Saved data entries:
-- -- --

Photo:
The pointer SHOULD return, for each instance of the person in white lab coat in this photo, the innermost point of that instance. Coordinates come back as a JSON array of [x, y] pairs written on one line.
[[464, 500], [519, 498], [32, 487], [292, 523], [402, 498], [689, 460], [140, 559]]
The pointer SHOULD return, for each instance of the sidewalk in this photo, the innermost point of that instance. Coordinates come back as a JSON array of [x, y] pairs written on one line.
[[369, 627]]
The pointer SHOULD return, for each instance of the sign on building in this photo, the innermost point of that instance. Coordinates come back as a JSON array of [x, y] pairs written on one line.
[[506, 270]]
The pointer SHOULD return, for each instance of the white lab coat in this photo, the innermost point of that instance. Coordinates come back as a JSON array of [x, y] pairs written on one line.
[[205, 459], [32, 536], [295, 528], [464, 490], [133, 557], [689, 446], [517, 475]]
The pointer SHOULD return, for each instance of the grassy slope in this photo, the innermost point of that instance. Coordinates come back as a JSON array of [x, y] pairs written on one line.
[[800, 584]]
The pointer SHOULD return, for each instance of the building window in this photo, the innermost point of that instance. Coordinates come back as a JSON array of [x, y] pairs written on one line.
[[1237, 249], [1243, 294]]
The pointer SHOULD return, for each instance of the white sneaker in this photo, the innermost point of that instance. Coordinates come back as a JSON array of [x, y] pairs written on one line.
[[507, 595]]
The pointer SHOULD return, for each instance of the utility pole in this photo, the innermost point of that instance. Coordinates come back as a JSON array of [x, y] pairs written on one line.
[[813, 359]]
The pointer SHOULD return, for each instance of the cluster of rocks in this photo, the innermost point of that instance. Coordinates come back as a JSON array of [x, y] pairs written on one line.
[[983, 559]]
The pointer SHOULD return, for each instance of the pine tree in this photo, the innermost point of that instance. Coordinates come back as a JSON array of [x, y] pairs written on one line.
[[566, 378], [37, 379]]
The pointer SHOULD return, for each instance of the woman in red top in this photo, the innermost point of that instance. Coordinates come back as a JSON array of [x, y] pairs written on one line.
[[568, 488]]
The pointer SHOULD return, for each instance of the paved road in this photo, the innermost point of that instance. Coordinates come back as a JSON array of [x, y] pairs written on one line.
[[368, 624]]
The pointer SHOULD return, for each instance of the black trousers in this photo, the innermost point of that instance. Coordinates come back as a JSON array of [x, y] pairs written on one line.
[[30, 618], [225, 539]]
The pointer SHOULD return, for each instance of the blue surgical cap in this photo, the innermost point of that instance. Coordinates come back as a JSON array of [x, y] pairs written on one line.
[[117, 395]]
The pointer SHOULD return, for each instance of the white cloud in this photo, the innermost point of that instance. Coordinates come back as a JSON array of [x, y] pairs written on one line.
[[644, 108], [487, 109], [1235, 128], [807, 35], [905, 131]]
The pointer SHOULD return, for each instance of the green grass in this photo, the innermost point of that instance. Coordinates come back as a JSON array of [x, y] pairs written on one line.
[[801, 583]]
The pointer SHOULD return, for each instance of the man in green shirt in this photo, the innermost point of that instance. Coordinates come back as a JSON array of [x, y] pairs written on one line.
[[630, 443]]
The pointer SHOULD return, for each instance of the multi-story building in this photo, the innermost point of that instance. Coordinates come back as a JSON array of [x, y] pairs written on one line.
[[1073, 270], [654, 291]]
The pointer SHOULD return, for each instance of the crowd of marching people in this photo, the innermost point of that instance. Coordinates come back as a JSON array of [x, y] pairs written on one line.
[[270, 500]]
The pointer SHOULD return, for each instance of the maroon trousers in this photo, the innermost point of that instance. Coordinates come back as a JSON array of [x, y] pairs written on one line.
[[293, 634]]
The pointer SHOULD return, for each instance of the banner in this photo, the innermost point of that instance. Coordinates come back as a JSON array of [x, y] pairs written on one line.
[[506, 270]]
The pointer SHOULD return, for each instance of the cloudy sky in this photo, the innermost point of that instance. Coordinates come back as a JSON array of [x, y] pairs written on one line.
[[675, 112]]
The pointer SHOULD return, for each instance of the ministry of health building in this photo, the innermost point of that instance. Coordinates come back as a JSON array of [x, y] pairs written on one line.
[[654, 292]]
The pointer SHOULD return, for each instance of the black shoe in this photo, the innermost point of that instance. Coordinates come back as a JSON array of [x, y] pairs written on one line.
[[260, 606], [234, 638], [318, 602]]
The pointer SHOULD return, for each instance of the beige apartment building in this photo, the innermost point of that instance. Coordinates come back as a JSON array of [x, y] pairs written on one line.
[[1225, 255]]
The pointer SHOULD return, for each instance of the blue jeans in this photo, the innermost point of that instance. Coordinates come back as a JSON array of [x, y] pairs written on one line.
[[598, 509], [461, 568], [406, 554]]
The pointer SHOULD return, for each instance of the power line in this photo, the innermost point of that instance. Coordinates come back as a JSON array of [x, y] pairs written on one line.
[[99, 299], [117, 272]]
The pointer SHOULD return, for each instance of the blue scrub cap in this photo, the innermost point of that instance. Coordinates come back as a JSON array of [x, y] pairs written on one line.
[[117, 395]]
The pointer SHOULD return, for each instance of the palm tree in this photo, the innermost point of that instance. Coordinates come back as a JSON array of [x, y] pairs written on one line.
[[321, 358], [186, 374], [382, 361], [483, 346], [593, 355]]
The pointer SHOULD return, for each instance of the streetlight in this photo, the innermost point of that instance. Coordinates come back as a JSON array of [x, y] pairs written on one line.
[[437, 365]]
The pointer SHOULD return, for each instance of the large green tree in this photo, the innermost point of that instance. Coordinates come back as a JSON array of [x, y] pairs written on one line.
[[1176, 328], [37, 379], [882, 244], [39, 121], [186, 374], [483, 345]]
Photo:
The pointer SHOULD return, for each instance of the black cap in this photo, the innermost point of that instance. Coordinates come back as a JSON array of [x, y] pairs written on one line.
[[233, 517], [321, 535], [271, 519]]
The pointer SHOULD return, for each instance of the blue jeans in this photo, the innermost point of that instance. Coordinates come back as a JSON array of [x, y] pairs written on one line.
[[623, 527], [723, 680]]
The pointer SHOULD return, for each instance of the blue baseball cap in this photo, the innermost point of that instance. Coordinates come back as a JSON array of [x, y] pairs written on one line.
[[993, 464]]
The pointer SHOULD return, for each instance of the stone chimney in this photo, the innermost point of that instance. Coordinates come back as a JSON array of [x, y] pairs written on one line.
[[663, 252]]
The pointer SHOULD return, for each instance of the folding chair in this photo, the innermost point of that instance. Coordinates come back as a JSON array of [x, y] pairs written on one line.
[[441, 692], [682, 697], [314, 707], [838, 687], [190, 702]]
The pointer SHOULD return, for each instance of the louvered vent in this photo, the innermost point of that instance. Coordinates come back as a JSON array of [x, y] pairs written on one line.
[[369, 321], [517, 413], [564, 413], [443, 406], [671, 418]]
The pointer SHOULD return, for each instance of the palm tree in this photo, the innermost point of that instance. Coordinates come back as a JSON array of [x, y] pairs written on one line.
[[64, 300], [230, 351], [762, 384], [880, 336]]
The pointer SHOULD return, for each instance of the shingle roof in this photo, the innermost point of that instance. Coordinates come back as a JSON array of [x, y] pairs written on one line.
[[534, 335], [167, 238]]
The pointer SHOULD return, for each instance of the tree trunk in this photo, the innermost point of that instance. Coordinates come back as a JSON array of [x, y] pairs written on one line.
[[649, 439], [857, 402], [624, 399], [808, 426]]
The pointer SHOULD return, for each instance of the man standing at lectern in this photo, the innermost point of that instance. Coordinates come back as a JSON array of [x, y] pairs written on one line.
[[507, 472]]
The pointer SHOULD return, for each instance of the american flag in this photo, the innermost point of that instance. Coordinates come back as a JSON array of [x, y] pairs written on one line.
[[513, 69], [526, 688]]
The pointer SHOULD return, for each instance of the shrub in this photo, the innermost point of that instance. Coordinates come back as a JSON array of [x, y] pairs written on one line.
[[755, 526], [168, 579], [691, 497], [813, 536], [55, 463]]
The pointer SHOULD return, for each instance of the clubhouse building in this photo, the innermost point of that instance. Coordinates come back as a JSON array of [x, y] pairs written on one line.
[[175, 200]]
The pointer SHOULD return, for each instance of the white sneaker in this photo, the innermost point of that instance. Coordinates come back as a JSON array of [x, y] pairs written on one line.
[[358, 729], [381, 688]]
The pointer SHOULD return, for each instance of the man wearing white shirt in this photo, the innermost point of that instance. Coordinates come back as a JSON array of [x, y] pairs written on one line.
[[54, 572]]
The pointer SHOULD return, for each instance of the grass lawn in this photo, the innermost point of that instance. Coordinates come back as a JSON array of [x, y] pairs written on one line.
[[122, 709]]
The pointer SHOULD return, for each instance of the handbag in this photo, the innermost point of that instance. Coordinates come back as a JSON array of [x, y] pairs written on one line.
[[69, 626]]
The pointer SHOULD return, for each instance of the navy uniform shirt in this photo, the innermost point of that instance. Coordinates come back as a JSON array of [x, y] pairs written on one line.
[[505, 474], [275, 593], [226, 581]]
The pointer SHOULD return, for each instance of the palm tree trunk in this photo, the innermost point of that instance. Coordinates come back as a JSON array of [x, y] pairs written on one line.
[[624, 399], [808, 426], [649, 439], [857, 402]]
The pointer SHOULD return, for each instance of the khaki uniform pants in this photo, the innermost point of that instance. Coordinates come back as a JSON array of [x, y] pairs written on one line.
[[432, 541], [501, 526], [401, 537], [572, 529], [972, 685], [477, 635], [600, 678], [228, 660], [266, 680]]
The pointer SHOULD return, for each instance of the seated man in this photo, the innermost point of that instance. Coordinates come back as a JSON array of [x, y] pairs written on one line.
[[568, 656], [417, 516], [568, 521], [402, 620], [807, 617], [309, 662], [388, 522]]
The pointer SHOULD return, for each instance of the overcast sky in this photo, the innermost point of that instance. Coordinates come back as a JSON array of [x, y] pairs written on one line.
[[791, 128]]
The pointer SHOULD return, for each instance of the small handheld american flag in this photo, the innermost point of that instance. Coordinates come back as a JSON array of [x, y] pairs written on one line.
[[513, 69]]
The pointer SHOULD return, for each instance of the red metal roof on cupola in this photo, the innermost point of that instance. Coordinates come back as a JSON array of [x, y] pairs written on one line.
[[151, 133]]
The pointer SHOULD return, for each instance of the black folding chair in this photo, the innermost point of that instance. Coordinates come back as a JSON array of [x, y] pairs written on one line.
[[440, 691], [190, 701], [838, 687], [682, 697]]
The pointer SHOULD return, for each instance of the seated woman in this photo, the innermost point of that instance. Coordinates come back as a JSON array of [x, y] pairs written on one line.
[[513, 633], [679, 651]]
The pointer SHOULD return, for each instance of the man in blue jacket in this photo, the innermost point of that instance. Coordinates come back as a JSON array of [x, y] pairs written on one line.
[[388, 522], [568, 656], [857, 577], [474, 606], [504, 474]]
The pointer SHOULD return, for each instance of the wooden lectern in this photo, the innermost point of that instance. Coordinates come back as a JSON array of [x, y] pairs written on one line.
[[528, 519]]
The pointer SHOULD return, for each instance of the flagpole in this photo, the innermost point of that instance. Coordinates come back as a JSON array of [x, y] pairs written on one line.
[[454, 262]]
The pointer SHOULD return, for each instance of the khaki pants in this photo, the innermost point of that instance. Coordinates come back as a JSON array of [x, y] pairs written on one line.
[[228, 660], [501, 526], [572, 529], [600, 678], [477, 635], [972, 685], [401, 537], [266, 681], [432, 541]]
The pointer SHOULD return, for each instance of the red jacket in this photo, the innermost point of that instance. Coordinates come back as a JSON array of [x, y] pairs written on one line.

-- -- --

In the listing above, copy verbatim every line from the one containing "The pointer SHOULD return, for each instance of the building" through the one containing "[[813, 359]]", including both of those lines.

◆ WRITTEN RESPONSE:
The pointer SHOULD return, for each instance of the building window in this photo, the innermost point of that instance. Coordinates come back as a JSON array of [x, y] pairs written on one line.
[[1237, 249], [1243, 294]]
The pointer SHOULD return, for each instance of the white sneaker in this photo, the innermost point of that instance. Coordinates come back as a JSON array of [x, y] pairs written on one line.
[[507, 595]]
The pointer SHOULD return, for each instance of the utility pole in this photo, the innermost point of that instance. Coordinates come back as a JSON array of [x, y] pairs written on one line.
[[813, 359]]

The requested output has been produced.